**EXTRACTED MATERIAL**
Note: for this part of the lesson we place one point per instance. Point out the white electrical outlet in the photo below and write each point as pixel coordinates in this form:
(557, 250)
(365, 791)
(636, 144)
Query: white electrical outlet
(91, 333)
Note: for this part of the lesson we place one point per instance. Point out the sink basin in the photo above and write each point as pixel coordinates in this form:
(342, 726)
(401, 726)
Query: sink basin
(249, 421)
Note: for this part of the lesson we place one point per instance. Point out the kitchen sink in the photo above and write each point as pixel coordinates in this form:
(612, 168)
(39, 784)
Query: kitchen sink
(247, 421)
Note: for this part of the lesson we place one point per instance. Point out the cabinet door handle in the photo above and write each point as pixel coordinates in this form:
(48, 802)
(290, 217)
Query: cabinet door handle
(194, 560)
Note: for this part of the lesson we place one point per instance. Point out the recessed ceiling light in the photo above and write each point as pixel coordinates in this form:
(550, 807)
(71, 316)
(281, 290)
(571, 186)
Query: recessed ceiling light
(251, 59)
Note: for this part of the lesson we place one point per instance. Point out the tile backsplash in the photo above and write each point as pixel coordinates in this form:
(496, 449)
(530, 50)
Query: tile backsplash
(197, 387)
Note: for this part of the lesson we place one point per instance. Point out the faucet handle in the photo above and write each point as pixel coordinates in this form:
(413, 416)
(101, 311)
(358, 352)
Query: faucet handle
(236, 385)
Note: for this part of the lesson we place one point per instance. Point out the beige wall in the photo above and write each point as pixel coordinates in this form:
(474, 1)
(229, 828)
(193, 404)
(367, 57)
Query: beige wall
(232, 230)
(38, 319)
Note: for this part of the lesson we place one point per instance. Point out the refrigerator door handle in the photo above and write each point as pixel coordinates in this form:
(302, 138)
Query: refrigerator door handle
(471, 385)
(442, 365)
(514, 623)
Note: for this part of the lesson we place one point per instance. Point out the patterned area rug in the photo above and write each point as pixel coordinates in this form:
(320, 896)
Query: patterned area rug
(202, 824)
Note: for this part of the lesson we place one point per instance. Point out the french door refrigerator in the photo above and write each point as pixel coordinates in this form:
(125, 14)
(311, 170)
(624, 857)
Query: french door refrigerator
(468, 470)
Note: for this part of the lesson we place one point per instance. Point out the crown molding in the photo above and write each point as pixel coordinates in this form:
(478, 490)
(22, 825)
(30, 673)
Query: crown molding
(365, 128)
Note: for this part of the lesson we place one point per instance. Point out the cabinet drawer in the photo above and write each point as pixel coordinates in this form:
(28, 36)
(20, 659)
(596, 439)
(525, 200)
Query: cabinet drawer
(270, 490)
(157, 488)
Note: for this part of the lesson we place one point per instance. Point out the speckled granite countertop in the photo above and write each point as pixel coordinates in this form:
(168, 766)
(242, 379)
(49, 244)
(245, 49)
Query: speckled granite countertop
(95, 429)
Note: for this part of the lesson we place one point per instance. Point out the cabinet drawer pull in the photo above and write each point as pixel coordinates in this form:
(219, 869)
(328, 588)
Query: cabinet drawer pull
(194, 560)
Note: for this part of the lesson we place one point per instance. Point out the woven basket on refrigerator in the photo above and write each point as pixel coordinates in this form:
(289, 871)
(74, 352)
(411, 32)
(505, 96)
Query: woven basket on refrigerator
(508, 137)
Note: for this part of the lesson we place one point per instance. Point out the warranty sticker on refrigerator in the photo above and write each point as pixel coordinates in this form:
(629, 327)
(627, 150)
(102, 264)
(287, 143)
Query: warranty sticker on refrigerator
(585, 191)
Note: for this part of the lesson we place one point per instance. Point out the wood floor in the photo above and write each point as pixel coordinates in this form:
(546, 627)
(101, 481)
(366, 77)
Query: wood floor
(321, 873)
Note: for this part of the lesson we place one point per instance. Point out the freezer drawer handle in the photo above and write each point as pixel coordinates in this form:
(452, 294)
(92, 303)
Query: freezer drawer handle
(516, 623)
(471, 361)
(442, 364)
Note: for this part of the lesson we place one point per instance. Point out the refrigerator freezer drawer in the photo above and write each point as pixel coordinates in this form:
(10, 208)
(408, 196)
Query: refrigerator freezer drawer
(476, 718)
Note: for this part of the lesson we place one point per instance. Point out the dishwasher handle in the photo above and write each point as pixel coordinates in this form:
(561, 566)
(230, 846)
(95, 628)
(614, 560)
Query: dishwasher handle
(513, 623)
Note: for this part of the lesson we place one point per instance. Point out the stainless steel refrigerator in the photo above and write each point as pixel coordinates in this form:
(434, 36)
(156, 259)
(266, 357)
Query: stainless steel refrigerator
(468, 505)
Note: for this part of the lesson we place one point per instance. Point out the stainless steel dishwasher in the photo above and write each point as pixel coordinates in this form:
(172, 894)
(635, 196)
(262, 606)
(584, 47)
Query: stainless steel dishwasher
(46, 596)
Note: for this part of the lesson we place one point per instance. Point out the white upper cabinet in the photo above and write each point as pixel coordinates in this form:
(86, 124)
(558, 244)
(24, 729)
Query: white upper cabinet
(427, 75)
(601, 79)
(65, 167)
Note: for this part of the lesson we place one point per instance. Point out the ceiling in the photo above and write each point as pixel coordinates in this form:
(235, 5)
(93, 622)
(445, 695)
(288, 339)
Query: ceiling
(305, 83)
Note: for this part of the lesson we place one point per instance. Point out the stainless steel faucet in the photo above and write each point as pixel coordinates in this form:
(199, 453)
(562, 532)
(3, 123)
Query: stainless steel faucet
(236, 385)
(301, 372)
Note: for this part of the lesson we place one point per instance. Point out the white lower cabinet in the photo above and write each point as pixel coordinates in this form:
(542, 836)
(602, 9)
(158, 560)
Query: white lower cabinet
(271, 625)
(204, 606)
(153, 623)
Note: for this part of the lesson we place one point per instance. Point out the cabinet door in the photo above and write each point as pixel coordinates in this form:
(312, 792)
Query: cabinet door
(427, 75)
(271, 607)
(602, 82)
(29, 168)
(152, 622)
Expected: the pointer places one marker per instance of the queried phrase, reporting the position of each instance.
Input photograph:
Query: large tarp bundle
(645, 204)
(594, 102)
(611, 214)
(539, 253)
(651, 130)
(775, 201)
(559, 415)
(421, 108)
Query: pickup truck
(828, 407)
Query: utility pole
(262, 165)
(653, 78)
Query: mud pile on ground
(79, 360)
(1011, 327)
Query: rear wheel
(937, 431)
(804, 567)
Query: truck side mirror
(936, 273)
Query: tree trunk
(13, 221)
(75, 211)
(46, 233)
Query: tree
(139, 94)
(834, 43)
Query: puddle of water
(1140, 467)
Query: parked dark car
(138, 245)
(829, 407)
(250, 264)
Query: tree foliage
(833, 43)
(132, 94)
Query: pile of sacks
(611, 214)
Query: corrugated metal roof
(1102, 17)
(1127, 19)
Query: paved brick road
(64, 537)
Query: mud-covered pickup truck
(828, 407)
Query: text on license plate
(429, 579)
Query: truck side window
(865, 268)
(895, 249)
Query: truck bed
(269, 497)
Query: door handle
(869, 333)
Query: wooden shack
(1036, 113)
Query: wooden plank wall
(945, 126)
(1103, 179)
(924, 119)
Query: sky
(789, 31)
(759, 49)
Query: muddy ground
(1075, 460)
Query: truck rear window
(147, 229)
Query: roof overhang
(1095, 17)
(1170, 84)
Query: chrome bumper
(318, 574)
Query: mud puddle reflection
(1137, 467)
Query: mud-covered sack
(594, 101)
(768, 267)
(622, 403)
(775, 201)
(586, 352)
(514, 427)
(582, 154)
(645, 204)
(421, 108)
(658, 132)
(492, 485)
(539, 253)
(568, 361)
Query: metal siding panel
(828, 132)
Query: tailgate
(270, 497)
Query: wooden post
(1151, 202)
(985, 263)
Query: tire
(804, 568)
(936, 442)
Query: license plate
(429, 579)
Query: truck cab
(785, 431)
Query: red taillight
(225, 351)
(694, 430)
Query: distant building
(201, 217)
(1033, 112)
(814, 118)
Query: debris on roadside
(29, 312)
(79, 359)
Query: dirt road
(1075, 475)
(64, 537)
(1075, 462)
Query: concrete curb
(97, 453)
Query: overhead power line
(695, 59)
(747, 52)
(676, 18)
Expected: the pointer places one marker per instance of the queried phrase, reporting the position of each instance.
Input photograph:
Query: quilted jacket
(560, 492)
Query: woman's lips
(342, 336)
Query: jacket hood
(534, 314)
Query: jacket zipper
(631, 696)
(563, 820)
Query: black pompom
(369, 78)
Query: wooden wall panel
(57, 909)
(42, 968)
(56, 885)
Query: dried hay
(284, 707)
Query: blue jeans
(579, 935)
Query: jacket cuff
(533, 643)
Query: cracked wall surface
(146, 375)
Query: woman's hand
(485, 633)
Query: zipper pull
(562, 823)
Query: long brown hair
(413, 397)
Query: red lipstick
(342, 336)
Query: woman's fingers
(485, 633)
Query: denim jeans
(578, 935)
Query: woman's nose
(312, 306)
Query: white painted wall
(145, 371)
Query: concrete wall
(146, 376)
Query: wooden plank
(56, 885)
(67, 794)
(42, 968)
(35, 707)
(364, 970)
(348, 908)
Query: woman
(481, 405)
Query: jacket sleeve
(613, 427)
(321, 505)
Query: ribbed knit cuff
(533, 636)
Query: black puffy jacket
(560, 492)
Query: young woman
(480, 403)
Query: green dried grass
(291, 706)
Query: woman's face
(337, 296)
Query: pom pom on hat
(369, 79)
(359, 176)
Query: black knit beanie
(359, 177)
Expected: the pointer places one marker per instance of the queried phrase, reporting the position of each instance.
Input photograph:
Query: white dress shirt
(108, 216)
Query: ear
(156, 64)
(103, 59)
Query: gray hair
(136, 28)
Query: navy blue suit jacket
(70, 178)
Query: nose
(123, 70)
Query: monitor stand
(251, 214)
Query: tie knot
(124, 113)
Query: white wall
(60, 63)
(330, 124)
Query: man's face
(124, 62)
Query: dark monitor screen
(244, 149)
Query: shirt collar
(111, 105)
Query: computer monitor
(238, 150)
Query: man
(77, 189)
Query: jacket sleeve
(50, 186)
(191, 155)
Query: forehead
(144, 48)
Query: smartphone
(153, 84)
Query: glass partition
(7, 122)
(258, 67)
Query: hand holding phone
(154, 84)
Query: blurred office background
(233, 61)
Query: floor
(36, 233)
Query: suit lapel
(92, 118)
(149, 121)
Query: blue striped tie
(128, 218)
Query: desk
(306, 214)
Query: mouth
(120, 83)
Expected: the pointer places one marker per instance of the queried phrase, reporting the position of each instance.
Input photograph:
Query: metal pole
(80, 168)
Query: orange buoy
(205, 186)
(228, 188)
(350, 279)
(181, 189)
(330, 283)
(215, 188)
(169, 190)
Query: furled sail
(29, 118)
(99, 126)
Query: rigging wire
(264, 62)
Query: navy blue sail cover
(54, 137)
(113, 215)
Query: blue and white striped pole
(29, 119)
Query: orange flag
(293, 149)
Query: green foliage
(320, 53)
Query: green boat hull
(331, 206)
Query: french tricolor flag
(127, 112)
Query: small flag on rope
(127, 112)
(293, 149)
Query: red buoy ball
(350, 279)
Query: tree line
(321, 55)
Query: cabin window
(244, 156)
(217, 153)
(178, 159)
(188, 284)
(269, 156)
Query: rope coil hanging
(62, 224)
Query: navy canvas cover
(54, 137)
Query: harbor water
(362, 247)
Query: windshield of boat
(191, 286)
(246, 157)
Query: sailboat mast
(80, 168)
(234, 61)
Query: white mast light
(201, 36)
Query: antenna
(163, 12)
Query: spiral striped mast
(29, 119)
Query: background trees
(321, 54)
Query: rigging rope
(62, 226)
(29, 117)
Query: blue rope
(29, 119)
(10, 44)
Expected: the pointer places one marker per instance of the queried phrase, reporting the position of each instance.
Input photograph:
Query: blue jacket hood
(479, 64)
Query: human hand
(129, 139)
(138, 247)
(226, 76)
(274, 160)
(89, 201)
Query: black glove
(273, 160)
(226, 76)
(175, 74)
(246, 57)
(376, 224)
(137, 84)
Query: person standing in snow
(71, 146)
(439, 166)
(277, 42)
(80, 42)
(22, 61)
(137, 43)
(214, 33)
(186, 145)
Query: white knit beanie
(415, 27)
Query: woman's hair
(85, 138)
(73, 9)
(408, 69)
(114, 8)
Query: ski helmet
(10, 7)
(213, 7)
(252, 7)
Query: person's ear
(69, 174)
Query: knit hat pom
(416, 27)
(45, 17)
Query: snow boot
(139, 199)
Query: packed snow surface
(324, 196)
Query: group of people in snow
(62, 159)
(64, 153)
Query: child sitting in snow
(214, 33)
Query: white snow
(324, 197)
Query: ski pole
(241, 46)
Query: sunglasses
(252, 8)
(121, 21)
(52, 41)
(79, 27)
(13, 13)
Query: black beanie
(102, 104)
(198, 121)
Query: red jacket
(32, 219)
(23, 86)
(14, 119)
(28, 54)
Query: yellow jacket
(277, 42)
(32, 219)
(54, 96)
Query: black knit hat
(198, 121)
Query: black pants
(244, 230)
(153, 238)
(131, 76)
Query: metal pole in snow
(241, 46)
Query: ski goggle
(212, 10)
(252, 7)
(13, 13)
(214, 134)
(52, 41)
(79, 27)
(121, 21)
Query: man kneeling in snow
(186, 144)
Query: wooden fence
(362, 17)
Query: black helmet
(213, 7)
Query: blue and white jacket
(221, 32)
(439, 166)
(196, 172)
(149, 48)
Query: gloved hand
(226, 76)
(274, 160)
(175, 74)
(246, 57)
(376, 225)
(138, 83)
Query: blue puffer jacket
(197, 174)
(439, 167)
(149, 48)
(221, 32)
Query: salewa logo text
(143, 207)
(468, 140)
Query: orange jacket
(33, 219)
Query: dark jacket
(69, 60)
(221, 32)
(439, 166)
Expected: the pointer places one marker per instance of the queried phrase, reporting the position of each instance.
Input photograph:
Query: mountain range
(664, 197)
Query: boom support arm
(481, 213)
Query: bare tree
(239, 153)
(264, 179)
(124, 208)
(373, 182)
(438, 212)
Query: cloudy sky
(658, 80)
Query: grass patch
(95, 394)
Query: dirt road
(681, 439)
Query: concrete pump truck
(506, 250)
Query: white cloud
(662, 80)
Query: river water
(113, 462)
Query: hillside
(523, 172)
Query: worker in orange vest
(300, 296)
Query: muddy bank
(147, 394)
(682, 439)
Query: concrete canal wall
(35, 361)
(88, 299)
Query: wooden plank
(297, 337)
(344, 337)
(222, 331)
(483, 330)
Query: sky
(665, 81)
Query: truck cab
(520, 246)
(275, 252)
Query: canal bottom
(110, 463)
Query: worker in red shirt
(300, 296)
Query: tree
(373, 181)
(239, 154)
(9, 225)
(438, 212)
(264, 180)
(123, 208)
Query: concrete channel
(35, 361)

**TASK BRIEF**
Return the lines above, from the one containing "Query: muddy bank" to the end, exactly as they stand.

**ANSWER**
Query: muddy bank
(147, 394)
(682, 439)
Query: concrete canal wall
(35, 361)
(88, 299)
Query: wooden plank
(297, 337)
(344, 337)
(222, 331)
(483, 330)
Query: sky
(665, 81)
Query: truck cab
(520, 246)
(275, 252)
Query: canal bottom
(110, 463)
Query: worker in red shirt
(300, 296)
Query: tree
(373, 181)
(239, 154)
(9, 225)
(438, 212)
(264, 180)
(123, 208)
Query: concrete channel
(35, 361)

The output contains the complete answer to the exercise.